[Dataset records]
>>
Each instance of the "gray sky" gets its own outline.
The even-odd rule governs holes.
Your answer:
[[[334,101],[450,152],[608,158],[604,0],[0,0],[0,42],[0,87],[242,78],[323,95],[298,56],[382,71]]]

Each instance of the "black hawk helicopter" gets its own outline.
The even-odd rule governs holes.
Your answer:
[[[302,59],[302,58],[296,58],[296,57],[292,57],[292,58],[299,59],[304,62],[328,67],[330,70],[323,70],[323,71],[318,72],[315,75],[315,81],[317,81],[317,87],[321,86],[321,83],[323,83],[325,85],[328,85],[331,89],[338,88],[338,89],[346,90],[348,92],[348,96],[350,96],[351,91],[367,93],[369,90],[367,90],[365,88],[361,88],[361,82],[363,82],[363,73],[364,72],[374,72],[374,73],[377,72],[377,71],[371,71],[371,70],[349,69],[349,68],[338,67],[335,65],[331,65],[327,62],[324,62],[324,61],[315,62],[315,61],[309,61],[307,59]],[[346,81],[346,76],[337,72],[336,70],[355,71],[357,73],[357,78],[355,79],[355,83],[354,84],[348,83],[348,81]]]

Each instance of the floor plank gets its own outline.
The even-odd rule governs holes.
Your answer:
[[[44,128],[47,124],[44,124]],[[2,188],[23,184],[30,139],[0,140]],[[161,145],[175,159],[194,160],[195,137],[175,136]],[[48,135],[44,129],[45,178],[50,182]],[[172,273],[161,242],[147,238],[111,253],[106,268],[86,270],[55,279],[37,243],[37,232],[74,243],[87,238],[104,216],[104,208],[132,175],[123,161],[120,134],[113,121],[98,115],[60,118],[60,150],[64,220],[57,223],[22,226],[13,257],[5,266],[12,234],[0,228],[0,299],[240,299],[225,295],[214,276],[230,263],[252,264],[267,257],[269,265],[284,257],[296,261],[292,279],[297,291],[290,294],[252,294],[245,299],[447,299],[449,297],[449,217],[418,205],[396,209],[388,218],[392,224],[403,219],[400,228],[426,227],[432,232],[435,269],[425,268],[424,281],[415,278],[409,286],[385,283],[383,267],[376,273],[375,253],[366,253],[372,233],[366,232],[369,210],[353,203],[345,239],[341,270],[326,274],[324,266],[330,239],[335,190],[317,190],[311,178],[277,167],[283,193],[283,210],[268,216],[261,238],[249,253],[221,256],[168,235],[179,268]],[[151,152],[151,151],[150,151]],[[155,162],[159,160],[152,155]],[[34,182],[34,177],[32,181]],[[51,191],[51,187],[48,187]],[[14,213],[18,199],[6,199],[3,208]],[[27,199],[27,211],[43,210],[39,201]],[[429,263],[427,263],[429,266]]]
<<
Recopy all the entries faithfully, leaving none out.

Each instance of the "gray sky" gets its own outline.
The even-odd rule governs holes.
Your answer:
[[[334,101],[450,152],[608,158],[604,0],[0,0],[0,42],[0,87],[242,78],[323,95],[298,56],[382,71]]]

Each instance of the "black hawk helicopter" gets its own outline.
The even-odd rule governs holes.
Your answer:
[[[302,59],[302,58],[296,58],[296,57],[292,57],[292,58],[299,59],[304,62],[328,67],[330,70],[323,70],[323,71],[318,72],[315,75],[315,81],[317,81],[317,87],[321,86],[321,83],[323,83],[325,85],[328,85],[331,89],[338,88],[338,89],[346,90],[348,92],[348,96],[350,96],[351,91],[367,93],[369,90],[367,90],[365,88],[361,88],[361,82],[363,82],[363,73],[364,72],[374,72],[374,73],[377,72],[377,71],[371,71],[371,70],[349,69],[349,68],[338,67],[335,65],[331,65],[327,62],[324,62],[324,61],[315,62],[315,61],[309,61],[307,59]],[[346,81],[346,76],[337,72],[336,70],[355,71],[357,73],[357,78],[355,79],[355,83],[354,84],[348,83],[348,81]]]

Each instance of the floor plank gets its own outline.
The even-odd rule governs holes.
Your answer:
[[[44,128],[47,124],[44,124]],[[2,188],[23,184],[30,139],[0,140]],[[161,145],[175,159],[194,160],[195,137],[175,136]],[[48,135],[44,129],[45,178],[50,182]],[[172,273],[161,242],[147,238],[111,253],[106,268],[86,270],[55,279],[37,243],[37,232],[74,243],[87,238],[104,216],[104,208],[132,175],[123,161],[120,134],[113,121],[98,115],[60,118],[60,150],[64,220],[57,223],[22,226],[13,257],[5,266],[12,234],[0,228],[0,299],[240,299],[225,295],[214,276],[230,263],[252,264],[267,257],[269,265],[284,257],[296,261],[292,279],[297,291],[290,294],[252,294],[245,299],[447,299],[449,297],[449,217],[418,205],[396,209],[388,218],[392,224],[403,219],[400,228],[426,227],[432,232],[435,269],[425,268],[424,281],[415,278],[409,286],[385,283],[383,267],[376,273],[375,253],[366,253],[372,233],[366,232],[369,210],[353,203],[345,239],[341,270],[326,274],[324,266],[330,239],[335,190],[317,190],[311,178],[277,167],[283,193],[283,210],[268,216],[261,238],[249,253],[221,256],[168,235],[179,268]],[[151,152],[151,151],[150,151]],[[155,162],[159,160],[152,155]],[[34,182],[34,177],[32,181]],[[51,191],[51,187],[48,187]],[[14,213],[18,199],[6,199],[3,208]],[[27,199],[27,211],[43,210],[39,201]],[[429,263],[427,263],[429,266]]]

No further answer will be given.